**AUFGABEN:**
a) Gib den Absatz, der mit „Wenn Du den installiert hast“ beginnt, aus dem Forenthread zum Gray Simulator kürzer als Liste wieder.
b) Welche Firma ist laut dem Forenthread zum Gray Simulator vermutlich gemeint?
c) Schreib den Forenthread zum Gray Simulator im Anschluss an den letzten Beitrag weiter.

**TEXTAUSZUG:**
# Wie starte ich den Gray simulatior



## Bensen83 (4 Juli 2011)

Hallo, habe mir den gray simulator (OPC) herunter geladen und installiert, aber wie3 starte ich den denn jetzt? im verzeichnis ist nur eine readme und da finde ich nichts


----------



## david.ka (6 Juli 2011)

was ist der gray simulator? wo kann man den herunterladen?


----------



## andy_l (7 Juli 2011)

er meint wahrscheinlich den von GrayBox Software hier:
http://gray-box.net

Wenn Du den installiert hast, dann läuft er auch schon. Den musst Du nicht extra starten. Das ist so üblich bei einem OPC Server.
Steht übrigens auch in dem readme, das Du ja schon gefunden hast.   ;-)

**AUFLISTUNG:**

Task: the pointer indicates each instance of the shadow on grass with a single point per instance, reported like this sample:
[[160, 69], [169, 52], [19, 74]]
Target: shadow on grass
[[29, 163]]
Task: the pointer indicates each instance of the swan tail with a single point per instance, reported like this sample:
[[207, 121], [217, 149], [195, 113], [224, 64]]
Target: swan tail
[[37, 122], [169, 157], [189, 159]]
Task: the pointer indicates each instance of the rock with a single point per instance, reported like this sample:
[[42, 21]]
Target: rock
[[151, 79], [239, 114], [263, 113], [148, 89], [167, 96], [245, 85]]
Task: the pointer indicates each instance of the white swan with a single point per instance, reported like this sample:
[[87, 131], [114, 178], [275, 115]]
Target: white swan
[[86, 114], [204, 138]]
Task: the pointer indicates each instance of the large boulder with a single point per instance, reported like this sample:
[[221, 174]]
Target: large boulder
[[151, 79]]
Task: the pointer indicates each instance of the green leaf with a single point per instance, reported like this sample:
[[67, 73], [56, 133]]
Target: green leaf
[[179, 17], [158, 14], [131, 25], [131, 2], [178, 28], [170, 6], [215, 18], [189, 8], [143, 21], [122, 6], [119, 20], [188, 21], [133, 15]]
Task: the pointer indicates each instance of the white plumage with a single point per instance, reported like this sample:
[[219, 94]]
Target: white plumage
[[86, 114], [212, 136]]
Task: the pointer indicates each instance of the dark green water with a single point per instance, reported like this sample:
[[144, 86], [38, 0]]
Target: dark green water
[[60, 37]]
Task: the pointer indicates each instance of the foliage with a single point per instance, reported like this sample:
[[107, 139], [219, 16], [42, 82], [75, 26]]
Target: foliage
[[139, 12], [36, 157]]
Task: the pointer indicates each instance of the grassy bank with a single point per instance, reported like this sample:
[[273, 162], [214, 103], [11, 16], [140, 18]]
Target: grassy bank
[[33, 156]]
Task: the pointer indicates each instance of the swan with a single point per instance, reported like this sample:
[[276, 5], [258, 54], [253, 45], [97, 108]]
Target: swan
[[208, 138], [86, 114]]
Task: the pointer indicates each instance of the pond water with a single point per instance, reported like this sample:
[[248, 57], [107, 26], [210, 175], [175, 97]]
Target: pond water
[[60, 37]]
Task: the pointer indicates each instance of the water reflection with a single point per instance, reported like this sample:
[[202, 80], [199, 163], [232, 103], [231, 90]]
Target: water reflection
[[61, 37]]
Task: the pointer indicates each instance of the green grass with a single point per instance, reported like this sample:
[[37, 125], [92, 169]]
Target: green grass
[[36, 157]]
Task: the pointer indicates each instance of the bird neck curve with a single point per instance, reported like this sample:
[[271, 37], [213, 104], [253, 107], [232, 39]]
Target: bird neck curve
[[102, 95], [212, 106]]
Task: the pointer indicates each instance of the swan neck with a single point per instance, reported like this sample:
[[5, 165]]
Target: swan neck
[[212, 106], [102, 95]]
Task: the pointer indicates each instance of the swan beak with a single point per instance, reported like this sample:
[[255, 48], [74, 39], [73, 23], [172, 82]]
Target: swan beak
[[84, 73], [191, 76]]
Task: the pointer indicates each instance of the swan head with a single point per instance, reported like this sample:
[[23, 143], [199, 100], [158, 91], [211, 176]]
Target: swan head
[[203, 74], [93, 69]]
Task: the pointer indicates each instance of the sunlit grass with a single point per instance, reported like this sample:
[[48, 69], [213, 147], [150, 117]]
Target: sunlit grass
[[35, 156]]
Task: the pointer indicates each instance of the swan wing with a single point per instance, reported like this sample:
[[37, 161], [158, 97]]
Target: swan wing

**LÖSUNGEN:**
a)
- Nach der Installation läuft der Simulator bereits.
- Ein eigener Start ist nicht nötig, das ist bei OPC-Servern üblich.
- Das steht auch in der Readme.

b) GrayBox Software.

c)
Andy_L


----------



## david.ka (7 Juli 2011)

habe ich mir schon fast gedacht.
dann würde ich sagen: mit einem OPC-Client?!?


----------



## andy_l (7 Juli 2011)

Hi,

ja natuerlich!   

Ich war davon ausgegangen dass die grundsaetzliche Funktionsweise bekannt ist. Man verbindet sich von einem OPC Client auf den Server, legt die Items an und kann sie lesen / schreiben.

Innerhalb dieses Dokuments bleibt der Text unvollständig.